Point localization data
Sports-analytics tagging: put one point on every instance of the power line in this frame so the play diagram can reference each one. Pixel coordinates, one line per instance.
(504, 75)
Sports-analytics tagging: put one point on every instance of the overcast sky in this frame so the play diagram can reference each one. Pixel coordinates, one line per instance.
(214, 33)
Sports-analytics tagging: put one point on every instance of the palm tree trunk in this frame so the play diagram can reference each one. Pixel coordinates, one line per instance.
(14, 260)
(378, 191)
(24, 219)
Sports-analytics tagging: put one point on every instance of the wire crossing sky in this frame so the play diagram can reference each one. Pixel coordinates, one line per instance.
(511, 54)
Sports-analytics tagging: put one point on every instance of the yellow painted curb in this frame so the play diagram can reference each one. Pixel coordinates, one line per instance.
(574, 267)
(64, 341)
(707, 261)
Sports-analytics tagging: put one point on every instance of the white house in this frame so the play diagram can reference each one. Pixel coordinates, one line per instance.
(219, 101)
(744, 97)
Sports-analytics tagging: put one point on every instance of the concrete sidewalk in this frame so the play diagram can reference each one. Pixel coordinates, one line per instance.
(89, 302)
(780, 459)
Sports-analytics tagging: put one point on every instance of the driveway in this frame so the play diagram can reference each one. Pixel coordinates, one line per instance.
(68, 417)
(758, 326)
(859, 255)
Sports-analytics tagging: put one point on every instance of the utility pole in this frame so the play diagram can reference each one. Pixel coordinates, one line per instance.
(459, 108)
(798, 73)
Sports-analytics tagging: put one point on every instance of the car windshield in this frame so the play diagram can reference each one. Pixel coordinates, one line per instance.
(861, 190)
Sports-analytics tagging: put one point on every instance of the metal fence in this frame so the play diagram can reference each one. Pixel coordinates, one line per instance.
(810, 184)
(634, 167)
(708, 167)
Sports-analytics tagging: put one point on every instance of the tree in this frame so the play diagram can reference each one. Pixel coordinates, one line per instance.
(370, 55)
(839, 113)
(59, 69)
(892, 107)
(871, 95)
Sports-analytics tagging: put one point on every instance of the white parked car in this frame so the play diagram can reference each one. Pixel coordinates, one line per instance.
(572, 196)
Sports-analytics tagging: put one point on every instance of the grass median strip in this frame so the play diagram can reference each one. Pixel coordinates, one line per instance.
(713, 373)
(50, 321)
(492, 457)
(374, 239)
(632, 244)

* [REQUIRED ACTION]:
Starting with the line that contains "of the concrete", return every line through the last one of the records, exactly as written.

* [YOUR RESPONSE]:
Sports-analytics tagging: put one point on every instance of the concrete sidewalk in this frame so the play diagram can reference each one. Pixel coordinates, one line per instance.
(89, 302)
(780, 459)
Sports-analytics tagging: put one point on every instance of the driveway in this frame so the play diagram can reference each one. Pixel coordinates, one line per instance.
(68, 417)
(758, 326)
(859, 255)
Sports-analytics tagging: put one point on every instance of the utility pole in this frame so the play diagram can reference each one. Pixel coordinates, one line per instance.
(459, 108)
(798, 73)
Sports-analytics tagging: put one point on every instance of the car windshield in this frame so the play diagram can reference each one. Pixel coordinates, one line per instance.
(861, 190)
Sports-analytics tagging: put one point on every instance of the metal fence in this frame so the play diagram can reference each one. Pixel coordinates, one line per instance.
(810, 184)
(634, 167)
(708, 167)
Sports-analytics tagging: put one point on every instance of the tree in this frame so the play diagram can reference each one. Pixel coordinates, one line per instance.
(370, 55)
(839, 113)
(59, 69)
(892, 107)
(871, 95)
Sports-analytics tagging: put one point on every instance of the white parked car in this frame so the play diagram can reference each one. Pixel coordinates, one line per instance.
(572, 196)
Sports-analytics tagging: put one point on every instance of the grass median strip in this frame so the play diagram can reference each one. Pixel coordinates, one line per instance.
(713, 373)
(50, 321)
(492, 457)
(374, 239)
(632, 244)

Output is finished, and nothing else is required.